**What you have to do:** The output should be limited to the line holding "384;37;431;401" and the lines after it through the end of the entries, each restated exactly.

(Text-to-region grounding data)
Segment Open

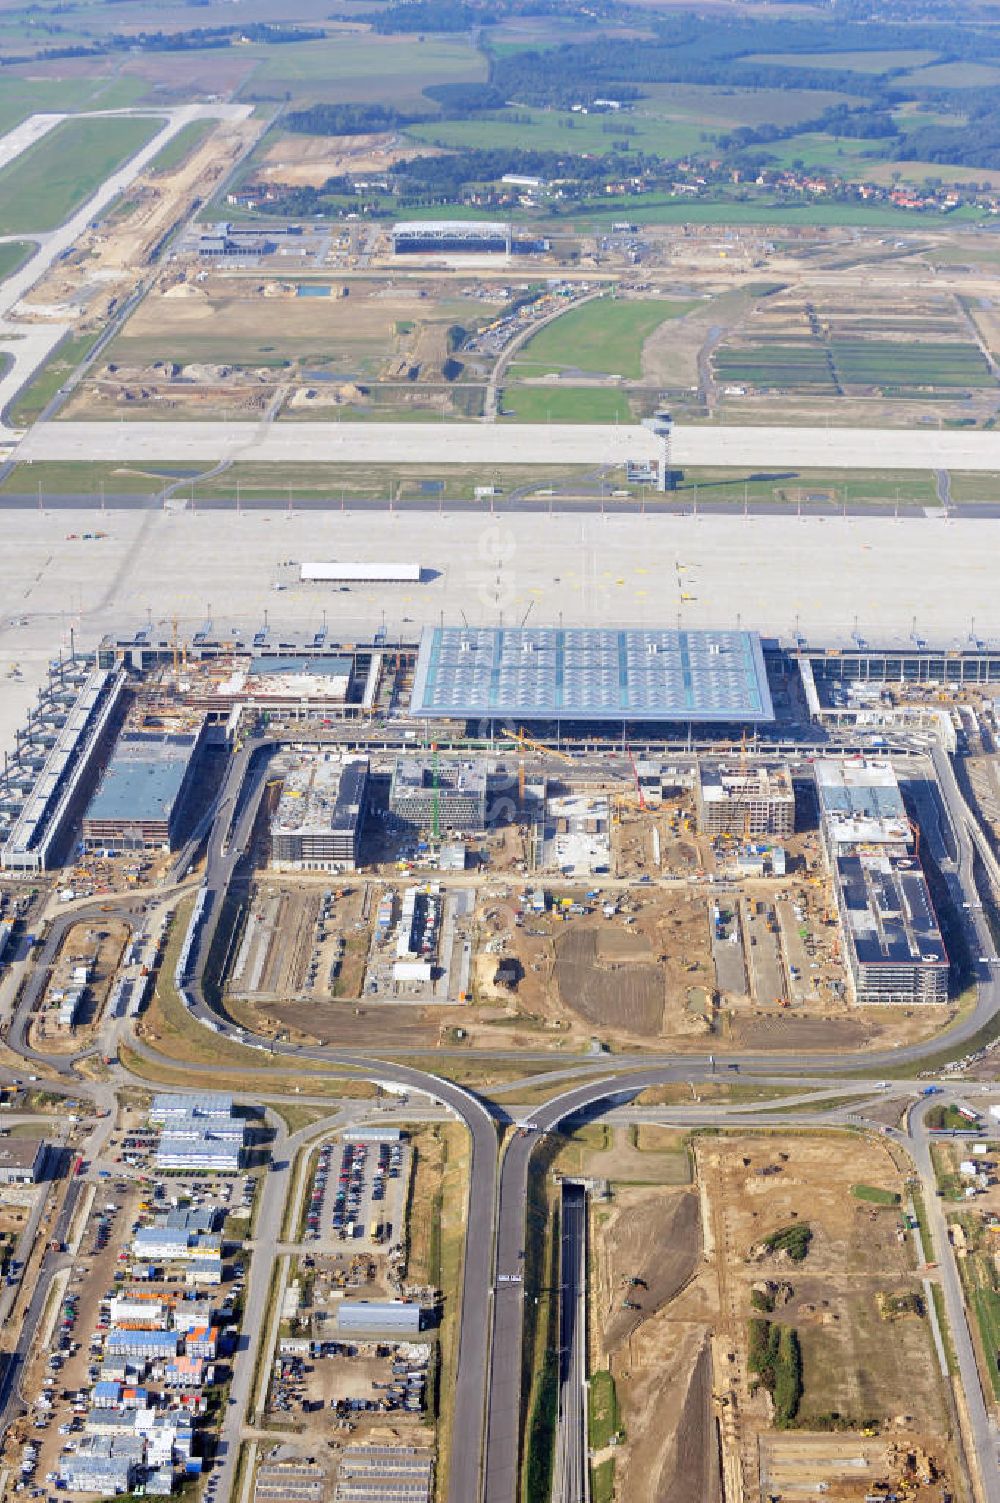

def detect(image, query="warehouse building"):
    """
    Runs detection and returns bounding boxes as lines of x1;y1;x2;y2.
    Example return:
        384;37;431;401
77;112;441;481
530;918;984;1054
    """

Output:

Segment Closed

**Exercise answer:**
        384;37;431;401
77;112;441;481
530;918;984;1054
    """

Output:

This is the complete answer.